Begin at the line that contains "pink sneaker, each" and stop after the line that contains "column 1219, row 281"; convert only those lines of the items below into a numbered list, omitting any blank lines.
━━━━━━━━━━━━━━━━━━━━━━━━━━━━━━
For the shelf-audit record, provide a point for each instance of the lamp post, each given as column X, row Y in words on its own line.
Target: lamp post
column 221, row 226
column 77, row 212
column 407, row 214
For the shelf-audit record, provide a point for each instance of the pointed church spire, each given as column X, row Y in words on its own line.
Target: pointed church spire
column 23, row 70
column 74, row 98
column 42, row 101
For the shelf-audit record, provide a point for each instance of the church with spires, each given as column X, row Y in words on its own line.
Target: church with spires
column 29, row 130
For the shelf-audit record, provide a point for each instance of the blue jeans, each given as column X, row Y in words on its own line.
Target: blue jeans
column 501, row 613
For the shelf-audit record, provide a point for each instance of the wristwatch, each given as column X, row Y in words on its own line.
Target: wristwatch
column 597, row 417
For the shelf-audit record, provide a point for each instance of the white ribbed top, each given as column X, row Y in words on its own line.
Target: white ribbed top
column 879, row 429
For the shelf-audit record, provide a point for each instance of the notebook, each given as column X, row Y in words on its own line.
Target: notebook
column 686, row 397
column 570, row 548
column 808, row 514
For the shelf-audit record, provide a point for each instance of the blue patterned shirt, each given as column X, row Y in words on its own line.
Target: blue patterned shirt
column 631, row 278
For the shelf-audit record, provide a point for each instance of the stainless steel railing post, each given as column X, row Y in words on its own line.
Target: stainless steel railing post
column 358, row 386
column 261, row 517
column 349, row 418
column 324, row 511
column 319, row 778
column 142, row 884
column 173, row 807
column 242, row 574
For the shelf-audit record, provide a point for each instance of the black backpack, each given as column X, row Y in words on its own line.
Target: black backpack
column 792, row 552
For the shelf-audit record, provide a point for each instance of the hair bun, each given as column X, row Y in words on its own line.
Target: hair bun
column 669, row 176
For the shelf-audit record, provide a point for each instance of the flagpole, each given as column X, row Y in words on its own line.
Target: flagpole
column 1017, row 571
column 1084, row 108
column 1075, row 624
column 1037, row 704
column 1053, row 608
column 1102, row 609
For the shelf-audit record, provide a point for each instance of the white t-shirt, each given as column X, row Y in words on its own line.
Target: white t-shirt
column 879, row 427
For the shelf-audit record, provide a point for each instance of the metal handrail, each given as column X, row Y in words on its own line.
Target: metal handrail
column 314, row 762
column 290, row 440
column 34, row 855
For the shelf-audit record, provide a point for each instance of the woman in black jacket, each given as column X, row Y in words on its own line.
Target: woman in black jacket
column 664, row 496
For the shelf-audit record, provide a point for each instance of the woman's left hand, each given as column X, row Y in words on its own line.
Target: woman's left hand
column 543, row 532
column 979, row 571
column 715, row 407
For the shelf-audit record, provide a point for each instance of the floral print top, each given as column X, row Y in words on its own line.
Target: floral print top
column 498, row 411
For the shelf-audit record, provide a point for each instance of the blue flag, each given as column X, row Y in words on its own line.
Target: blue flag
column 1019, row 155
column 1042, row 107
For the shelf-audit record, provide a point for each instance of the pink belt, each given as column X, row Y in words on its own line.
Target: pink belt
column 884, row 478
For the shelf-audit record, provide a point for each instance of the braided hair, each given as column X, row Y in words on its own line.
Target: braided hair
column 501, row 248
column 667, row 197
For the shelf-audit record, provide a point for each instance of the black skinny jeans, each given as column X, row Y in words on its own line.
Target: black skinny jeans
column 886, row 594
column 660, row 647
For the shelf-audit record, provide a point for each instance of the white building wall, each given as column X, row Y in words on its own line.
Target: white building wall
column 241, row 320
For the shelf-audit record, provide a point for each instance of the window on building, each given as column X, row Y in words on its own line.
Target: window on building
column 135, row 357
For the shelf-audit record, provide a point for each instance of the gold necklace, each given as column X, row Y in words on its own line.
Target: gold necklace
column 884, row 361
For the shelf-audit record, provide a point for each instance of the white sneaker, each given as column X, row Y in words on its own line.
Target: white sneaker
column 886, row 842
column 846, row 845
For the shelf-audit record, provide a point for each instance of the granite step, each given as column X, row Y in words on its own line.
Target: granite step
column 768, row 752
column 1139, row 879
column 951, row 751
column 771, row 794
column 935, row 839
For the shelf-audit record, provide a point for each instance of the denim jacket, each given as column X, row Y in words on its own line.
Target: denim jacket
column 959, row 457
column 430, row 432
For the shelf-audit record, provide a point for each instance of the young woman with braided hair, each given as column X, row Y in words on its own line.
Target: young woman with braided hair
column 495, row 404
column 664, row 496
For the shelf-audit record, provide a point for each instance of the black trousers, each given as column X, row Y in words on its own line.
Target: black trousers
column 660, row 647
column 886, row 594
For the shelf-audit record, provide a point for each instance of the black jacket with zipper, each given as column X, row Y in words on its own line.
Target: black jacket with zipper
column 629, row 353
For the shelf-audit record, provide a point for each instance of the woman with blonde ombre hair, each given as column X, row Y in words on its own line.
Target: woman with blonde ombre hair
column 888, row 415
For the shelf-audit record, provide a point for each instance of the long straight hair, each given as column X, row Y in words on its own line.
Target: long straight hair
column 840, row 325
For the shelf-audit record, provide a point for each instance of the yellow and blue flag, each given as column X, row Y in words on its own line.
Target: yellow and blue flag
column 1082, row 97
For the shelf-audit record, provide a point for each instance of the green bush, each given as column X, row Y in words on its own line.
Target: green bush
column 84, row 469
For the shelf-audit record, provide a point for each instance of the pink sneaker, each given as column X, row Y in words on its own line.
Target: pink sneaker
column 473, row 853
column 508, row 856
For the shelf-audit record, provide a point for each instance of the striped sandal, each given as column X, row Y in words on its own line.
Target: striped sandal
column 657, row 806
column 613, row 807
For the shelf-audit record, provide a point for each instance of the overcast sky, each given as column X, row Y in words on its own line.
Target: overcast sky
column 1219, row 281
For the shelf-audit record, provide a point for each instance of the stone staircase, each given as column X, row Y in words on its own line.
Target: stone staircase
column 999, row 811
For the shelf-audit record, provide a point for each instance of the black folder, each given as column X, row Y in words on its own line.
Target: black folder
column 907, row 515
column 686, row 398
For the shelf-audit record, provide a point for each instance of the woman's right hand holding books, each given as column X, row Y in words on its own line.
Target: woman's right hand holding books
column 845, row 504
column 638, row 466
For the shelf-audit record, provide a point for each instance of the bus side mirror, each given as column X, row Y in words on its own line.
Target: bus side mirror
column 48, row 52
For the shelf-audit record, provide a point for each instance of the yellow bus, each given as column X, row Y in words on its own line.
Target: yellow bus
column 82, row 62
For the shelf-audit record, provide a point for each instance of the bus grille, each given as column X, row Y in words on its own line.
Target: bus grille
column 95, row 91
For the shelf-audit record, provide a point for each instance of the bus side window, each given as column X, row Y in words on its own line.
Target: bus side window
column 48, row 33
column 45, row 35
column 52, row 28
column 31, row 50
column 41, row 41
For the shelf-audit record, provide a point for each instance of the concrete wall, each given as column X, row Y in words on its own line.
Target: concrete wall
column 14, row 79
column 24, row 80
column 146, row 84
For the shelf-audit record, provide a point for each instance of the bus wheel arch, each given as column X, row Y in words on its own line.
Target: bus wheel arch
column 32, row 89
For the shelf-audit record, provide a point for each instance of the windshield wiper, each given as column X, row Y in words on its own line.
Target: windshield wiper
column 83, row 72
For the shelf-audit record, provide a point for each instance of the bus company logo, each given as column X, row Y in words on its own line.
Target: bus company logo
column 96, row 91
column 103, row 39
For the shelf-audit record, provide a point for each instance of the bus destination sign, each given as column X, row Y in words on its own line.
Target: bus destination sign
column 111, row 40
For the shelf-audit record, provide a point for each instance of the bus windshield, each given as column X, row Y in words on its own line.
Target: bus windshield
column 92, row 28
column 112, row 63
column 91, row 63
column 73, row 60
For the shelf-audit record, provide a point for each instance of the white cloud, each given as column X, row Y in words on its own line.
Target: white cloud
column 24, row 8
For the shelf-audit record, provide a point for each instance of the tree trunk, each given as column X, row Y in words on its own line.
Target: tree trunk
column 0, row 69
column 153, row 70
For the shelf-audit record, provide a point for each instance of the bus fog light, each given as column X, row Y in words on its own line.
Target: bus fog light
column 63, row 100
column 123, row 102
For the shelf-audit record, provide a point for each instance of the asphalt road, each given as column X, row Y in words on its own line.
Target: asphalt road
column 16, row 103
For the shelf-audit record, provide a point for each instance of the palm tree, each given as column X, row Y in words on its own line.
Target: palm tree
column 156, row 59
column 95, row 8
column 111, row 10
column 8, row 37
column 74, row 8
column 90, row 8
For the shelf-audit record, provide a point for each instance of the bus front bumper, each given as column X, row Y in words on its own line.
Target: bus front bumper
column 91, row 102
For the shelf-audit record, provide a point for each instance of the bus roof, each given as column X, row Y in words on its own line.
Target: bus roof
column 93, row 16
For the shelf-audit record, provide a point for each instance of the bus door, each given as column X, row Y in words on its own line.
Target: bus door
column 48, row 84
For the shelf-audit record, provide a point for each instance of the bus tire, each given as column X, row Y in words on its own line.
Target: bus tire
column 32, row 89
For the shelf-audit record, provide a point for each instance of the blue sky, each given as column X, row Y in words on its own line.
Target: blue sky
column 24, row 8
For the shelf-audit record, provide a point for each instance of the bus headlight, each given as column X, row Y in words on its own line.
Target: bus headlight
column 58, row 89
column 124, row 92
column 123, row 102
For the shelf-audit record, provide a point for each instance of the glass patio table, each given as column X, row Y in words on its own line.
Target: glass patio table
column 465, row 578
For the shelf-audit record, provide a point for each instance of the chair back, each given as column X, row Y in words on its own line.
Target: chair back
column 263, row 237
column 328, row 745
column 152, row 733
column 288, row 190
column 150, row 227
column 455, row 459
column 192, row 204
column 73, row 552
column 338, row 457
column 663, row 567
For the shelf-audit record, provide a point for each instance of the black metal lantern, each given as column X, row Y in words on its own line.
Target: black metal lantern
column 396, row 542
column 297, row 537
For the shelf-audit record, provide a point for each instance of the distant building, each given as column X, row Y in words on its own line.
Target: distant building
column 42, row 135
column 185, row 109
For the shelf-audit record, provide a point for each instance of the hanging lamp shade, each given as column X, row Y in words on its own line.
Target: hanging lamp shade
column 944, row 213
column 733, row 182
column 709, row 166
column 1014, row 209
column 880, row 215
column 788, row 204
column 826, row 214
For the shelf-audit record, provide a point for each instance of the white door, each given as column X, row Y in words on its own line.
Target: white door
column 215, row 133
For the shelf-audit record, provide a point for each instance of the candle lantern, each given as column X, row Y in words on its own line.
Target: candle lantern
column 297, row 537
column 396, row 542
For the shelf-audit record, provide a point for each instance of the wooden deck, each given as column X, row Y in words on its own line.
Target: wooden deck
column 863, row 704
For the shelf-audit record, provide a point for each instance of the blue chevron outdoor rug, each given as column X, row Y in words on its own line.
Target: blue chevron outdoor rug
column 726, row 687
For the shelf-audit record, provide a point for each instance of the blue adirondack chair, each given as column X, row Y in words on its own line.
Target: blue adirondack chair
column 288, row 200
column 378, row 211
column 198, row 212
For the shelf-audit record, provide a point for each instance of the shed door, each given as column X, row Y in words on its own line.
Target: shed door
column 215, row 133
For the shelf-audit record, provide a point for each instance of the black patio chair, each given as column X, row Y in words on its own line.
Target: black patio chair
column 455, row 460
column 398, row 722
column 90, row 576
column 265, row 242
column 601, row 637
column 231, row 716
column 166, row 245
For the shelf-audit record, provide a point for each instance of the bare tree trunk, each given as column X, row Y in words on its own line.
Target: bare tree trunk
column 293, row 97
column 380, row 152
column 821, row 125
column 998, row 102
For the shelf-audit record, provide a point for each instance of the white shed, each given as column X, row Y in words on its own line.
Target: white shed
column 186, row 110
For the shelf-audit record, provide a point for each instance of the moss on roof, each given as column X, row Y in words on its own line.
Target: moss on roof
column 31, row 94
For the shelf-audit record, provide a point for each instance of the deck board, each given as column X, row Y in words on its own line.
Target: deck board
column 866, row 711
━━━━━━━━━━━━━━━━━━━━━━━━━━━━━━
== Finished task ==
1. For the shelf-audit record, provide a point for each instance of the pink sneaker, each given as column X, row Y in words on its own line.
2. Target: pink sneaker
3. column 473, row 853
4. column 508, row 856
5. For the shelf-audit record, provide a point for each instance of the striped sandal, each given as column X, row Y in words on its own line.
6. Target: striped sandal
7. column 657, row 806
8. column 613, row 807
9. For the shelf-audit record, provide a point for each instance of the overcast sky, each given as column X, row Y in words on its own line.
10. Target: overcast sky
11. column 1219, row 281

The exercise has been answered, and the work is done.